***** Excerpted data *****
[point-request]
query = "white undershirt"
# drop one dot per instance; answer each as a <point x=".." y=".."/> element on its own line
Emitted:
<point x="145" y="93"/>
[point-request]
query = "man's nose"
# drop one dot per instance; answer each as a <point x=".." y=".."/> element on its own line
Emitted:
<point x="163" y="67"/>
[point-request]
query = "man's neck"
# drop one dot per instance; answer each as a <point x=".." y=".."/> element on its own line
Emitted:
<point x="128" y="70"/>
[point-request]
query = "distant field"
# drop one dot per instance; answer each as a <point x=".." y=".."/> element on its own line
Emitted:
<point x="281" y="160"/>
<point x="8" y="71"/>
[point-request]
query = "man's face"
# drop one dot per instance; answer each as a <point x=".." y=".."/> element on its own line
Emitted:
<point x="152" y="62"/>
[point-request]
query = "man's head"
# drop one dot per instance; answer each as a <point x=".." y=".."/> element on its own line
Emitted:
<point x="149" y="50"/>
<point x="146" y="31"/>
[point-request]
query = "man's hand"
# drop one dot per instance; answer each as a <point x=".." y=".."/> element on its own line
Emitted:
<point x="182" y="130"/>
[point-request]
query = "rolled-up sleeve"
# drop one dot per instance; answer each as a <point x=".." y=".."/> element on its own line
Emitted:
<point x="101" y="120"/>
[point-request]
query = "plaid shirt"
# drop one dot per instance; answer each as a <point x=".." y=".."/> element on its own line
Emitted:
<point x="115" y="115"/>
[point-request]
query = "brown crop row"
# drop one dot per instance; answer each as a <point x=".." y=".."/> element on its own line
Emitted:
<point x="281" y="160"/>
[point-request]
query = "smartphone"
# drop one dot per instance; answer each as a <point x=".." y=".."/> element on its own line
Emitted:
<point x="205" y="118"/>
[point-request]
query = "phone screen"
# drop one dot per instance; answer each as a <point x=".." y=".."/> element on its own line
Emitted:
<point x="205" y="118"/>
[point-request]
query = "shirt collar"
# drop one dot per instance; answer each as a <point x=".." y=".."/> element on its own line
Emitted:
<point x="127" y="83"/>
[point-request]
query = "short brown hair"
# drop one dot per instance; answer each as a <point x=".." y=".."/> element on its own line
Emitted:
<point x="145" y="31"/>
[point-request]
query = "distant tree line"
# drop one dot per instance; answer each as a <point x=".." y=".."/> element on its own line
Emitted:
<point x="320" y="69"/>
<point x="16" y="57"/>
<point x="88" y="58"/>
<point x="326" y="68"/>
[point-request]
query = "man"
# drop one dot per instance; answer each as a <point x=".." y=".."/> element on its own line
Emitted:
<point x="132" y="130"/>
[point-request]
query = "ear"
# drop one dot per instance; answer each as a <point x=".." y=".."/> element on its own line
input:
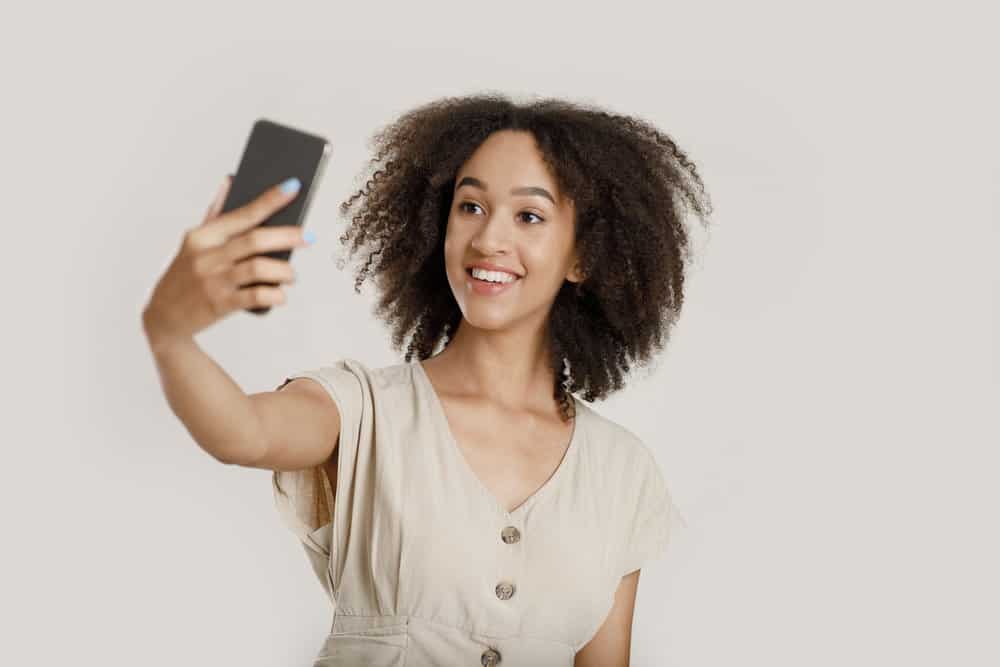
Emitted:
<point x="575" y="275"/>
*****
— Task goal —
Without the pictures, restate all the entries above exactly.

— Task response —
[point-request]
query = "white undershirt"
# drop one dot per instance; answer each as a <point x=".." y=".."/> element on its own line
Emitted:
<point x="145" y="93"/>
[point-request]
query = "man's nose"
# drop one dot per instance; answer each as a <point x=".." y=".."/> element on its own line
Emitted:
<point x="163" y="67"/>
[point-request]
query = "man's neck"
# drop one dot per instance; answer each as a <point x=".." y=".."/> element on its own line
Emitted:
<point x="128" y="70"/>
[point-request]
query = "distant field"
# drop one dot per instance; answer each as a <point x=".." y=".."/> element on its own line
Emitted:
<point x="281" y="160"/>
<point x="8" y="71"/>
[point-request]
query = "man's face"
# drop one dot per instance; answer each as a <point x=".." y=".."/> element on its own line
Emitted:
<point x="152" y="62"/>
[point-request]
query = "man's head"
# drop one dot per instance; answer each as a <point x=".." y=".."/> element on its own line
Emitted:
<point x="149" y="50"/>
<point x="146" y="31"/>
[point-request]
query = "man's hand"
# drop one dot per instance; answer each as a <point x=".." y=".."/> element on its own line
Emitted:
<point x="182" y="130"/>
[point-request]
query = "rolled-up sleeve"
# drop one dot per instance; answer each as a <point x=".." y=".."/> element on its own line
Emitted:
<point x="101" y="120"/>
[point-request]
query = "plaid shirt"
# drop one dot per instance; answer each as a <point x=".." y=".."/> element on its own line
Emitted:
<point x="115" y="115"/>
[point-request]
query = "brown crop row"
# drop one dot per instance; answer each as a <point x=".." y=".."/> element on its own line
Emitted:
<point x="281" y="160"/>
[point-request]
query = "smartphone"
# drop one dot per instance; answer each as a <point x=".." y=".."/> element on its own line
Emitted:
<point x="205" y="118"/>
[point-request]
query = "phone screen"
# drop one dot per instance; answer each as a <point x=".." y=".."/> element on its own line
Emitted:
<point x="205" y="118"/>
[point-request]
query = "shirt collar"
# drop one dot per instance; answer each as a <point x=".." y=".."/> element on its own line
Emitted:
<point x="127" y="83"/>
[point-request]
query = "short brown hair"
# drop one dot per instance; answer each as a <point x=".." y=".."/> element on its own line
Emitted:
<point x="145" y="31"/>
[point-request]
query = "distant tree line"
# drop one dot per instance; answer each as a <point x=".." y=".."/> element on its own line
Emitted:
<point x="320" y="69"/>
<point x="16" y="57"/>
<point x="88" y="58"/>
<point x="326" y="68"/>
[point-request]
query = "man"
# drop one dot per instance; answer each as a <point x=".." y=".."/> element on its own line
Emitted:
<point x="132" y="130"/>
[point-request]
query = "ear"
# drop one dot per instance; answer each as a <point x=".." y=".."/> element on its own line
input:
Emitted:
<point x="575" y="275"/>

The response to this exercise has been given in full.